Data taken from a collection
──────────

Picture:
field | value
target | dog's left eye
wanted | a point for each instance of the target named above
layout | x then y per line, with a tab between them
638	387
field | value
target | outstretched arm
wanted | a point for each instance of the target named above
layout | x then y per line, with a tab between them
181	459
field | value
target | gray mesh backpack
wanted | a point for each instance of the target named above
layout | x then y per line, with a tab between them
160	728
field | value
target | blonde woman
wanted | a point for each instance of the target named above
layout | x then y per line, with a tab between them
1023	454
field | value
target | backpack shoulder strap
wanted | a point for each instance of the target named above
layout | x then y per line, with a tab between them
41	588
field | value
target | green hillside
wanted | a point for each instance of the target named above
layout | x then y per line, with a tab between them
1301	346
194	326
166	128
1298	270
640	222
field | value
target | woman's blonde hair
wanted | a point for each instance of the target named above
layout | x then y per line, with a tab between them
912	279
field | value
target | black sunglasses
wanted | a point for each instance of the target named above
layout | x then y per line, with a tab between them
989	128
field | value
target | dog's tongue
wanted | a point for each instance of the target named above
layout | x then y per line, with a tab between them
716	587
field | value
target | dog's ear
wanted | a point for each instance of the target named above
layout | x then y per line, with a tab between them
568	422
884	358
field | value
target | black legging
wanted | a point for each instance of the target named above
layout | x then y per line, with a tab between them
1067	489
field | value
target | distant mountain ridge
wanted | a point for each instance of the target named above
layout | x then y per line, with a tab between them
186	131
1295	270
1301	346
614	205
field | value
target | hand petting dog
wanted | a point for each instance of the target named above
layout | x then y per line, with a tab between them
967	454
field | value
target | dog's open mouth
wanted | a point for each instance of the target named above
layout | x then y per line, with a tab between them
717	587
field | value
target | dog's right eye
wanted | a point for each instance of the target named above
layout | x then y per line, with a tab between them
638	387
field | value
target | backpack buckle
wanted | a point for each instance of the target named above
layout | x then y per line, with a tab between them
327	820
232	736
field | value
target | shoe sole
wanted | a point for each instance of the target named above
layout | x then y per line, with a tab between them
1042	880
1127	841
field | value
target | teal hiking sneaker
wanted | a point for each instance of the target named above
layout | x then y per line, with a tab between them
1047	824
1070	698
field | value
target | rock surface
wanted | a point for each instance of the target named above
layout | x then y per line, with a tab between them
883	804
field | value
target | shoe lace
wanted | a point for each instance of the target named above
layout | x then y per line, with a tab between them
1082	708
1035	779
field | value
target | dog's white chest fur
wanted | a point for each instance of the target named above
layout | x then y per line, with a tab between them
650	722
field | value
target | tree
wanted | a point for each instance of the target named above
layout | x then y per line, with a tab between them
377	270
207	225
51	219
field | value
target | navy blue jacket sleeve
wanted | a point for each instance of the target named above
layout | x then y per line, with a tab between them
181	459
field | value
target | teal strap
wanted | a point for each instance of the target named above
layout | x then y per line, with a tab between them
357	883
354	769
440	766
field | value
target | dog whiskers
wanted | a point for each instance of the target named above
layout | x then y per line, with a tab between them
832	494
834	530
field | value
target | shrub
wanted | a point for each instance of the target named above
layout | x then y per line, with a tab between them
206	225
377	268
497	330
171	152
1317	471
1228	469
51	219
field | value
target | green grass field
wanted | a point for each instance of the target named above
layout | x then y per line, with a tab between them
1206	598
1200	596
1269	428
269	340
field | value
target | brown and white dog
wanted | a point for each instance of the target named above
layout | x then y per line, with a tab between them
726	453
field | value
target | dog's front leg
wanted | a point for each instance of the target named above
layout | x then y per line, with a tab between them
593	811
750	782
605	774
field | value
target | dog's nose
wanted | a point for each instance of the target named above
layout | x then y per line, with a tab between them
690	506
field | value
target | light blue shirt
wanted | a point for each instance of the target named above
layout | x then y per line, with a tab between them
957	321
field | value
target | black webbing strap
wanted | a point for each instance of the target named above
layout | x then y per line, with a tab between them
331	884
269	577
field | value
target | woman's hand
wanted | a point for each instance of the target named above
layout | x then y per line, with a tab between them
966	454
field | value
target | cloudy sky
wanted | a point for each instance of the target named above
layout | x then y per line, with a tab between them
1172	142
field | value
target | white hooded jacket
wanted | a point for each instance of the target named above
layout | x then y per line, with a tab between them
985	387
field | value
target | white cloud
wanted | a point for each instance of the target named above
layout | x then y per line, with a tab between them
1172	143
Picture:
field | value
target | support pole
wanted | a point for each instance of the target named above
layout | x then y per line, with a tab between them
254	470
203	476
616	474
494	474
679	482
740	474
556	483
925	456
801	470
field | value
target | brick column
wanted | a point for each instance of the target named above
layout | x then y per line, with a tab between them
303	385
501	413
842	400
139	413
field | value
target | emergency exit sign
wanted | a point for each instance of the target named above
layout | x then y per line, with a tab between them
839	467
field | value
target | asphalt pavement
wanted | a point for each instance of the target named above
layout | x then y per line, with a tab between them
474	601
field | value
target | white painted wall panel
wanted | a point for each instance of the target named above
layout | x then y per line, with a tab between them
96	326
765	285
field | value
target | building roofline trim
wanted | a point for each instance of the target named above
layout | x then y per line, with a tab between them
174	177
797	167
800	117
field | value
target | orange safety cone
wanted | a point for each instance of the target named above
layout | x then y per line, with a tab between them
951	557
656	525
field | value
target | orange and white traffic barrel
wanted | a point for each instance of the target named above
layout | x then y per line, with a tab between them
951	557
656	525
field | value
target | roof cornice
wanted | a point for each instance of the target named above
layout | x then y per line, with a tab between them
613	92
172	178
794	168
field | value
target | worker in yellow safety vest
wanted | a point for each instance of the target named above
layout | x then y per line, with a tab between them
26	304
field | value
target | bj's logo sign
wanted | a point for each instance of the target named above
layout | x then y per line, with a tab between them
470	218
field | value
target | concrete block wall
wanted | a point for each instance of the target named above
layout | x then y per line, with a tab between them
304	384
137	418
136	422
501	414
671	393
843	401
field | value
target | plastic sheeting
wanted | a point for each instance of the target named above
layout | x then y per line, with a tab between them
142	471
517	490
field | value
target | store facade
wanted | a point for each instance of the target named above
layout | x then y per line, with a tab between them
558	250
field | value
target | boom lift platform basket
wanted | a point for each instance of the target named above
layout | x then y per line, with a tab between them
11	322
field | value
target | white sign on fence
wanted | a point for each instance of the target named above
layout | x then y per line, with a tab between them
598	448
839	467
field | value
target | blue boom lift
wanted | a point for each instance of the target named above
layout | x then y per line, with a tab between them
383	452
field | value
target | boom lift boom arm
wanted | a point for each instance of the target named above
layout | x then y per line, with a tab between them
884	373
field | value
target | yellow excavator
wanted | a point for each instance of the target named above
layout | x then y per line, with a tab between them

──────────

WHAT IS NEEDED:
List every line in the listing above that contains the string "jacket". Case counts.

TASK ANSWER:
target | navy blue jacket sleeve
target | white hooded jacket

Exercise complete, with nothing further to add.